PAGE EXCERPT
Item9126: Wrong encoding in CompareRevisionsAddOn
Priority: Normal
Current State: Closed
Released In: 1.1.0
Target Release: minor
I use
{Languages}{'pt-br'}{Enabled}
ticked,
{Site}{Locale}
is
pt_BR.utf8
and
{Site}{CharSet}
is
utf-8
.
Everything works fine, except if I enable
CompareRevisionsAddOn and look at topic history (everything else keeps working fine): all "special" characters seem to get double-encoded. Problem is that
$entity->as_HTML()
is called without parameters and this makes HTML::Element to encode
all "unsafe" characters
(1):
Returns a string representing in HTML the element and its descendants. The optional argument $entities specifies a string of the entities to encode. For compatibility with previous versions, specify '<>&' here. If omitted or undef, all unsafe characters are encoded as HTML entities. See HTML::Entities for details. If passed an empty string, no entities are encoded.
I changed the call from:
return $element->as_HTML( undef, undef, {} );
to:
return $element->as_HTML( q|'"<>%&|, undef, {} );
Taking the "dangerous" characters from "
safe" encoding. Then everything worked as expected.

RECORD SET
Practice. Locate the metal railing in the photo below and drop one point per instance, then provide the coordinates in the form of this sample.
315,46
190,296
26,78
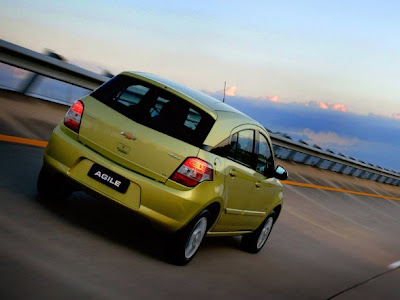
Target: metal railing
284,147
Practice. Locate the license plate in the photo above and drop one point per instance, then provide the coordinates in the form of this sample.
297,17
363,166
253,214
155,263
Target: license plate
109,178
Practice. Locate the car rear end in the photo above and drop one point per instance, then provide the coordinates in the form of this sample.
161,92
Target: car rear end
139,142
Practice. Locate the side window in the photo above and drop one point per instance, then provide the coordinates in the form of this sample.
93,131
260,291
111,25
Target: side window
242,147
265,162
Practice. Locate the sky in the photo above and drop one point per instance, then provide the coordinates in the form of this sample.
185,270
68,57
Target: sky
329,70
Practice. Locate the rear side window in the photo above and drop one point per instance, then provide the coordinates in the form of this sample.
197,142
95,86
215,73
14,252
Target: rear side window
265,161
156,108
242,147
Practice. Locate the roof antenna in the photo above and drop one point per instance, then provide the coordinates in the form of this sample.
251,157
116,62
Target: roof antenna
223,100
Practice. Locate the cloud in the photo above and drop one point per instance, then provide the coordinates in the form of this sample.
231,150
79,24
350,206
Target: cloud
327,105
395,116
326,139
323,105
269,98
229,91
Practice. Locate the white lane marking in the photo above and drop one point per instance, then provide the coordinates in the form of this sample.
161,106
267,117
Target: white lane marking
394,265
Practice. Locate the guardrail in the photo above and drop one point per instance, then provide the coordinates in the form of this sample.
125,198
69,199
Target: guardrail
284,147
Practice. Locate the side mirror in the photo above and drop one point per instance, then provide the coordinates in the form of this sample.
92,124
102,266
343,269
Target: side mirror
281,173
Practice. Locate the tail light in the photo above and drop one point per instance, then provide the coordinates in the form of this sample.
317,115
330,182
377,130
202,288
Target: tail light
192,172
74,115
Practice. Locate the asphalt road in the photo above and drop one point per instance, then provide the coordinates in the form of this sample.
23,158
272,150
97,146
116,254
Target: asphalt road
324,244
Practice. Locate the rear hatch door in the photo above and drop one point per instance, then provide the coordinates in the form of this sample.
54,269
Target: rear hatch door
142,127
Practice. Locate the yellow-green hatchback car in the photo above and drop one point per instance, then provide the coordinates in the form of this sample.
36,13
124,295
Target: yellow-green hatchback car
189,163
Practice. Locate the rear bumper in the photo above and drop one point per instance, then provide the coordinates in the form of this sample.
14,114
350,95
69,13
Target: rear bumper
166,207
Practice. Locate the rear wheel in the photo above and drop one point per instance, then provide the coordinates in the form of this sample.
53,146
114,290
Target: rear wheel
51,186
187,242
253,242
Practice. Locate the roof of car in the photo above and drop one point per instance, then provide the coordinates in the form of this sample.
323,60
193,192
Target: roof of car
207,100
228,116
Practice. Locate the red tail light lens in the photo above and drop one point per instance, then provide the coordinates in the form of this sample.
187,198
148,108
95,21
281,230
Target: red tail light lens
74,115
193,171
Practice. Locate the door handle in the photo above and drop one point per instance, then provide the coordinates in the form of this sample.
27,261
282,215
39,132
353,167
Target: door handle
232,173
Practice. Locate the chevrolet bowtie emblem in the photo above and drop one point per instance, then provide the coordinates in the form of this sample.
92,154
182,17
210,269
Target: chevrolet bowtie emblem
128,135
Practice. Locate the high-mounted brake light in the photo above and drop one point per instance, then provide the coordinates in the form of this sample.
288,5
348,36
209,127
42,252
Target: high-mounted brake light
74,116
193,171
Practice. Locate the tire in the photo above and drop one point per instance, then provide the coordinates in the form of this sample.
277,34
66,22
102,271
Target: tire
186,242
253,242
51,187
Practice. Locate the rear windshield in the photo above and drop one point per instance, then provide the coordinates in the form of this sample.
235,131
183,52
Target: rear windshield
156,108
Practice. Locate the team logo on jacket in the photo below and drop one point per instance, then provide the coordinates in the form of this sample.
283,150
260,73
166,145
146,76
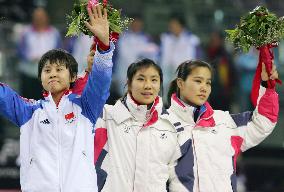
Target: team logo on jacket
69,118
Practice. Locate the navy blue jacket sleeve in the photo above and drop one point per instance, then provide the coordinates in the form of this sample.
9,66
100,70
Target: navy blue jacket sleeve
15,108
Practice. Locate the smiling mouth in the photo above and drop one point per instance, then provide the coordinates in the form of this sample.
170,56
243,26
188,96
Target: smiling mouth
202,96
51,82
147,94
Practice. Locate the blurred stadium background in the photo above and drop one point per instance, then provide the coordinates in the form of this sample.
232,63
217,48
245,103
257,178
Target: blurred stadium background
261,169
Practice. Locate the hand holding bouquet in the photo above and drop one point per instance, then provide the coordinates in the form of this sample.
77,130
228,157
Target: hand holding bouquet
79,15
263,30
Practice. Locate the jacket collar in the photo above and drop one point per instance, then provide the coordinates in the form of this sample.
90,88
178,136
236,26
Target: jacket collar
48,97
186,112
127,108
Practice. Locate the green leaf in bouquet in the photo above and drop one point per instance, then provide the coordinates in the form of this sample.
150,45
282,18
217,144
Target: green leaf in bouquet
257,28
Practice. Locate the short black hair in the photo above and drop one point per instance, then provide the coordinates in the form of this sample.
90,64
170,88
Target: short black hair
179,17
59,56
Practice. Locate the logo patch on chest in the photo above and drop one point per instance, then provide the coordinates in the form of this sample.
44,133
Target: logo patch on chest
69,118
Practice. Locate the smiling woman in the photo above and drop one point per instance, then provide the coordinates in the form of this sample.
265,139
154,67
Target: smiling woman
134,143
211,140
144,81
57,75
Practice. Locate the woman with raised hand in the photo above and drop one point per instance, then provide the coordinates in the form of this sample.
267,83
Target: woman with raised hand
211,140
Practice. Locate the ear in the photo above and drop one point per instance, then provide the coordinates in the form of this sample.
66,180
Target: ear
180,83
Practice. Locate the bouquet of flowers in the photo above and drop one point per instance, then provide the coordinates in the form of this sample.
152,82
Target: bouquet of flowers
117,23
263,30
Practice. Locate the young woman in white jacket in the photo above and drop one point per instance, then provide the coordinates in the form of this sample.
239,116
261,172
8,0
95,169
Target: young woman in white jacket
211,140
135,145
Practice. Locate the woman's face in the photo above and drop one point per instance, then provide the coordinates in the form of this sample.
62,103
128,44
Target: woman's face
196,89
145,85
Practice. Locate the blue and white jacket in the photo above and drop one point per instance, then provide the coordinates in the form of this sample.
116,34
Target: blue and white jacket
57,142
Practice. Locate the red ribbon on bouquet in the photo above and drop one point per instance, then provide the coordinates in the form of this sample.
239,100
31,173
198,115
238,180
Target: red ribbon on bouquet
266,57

EXERCISE TASKS
1/ Reproduce the stretch of the CompareRevisionsAddOn bug report from "Everything works fine, except" through "worked as expected.".
2/ Name every header field at the top of the CompareRevisionsAddOn bug report, along with the value each one shows.
3/ Answer these from the CompareRevisionsAddOn bug report:
(a) What value is {Site}{Locale} set to?
(b) In which release was the issue released?
(c) Per the quoted documentation, what happens when as_HTML is passed an empty string for its entities argument?
The items aren't needed here.

RESULTS IN ORDER
1/
Everything works fine, except if I enable
CompareRevisionsAddOn and look at topic history (everything else keeps working fine): all "special" characters seem to get double-encoded. Problem is that
$entity->as_HTML()
is called without parameters and this makes HTML::Element to encode
all "unsafe" characters
(1):
Returns a string representing in HTML the element and its descendants. The optional argument $entities specifies a string of the entities to encode. For compatibility with previous versions, specify '<>&' here. If omitted or undef, all unsafe characters are encoded as HTML entities. See HTML::Entities for details. If passed an empty string, no entities are encoded.
I changed the call from:
return $element->as_HTML( undef, undef, {} );
to:
return $element->as_HTML( q|'"<>%&|, undef, {} );
Taking the "dangerous" characters from "
safe" encoding. Then everything worked as expected.

2/
Priority: Normal
Current State: Closed
Released In: 1.1.0
Target Release: minor

3/
(a) pt_BR.utf8
(b) 1.1.0
(c) No entities are encoded.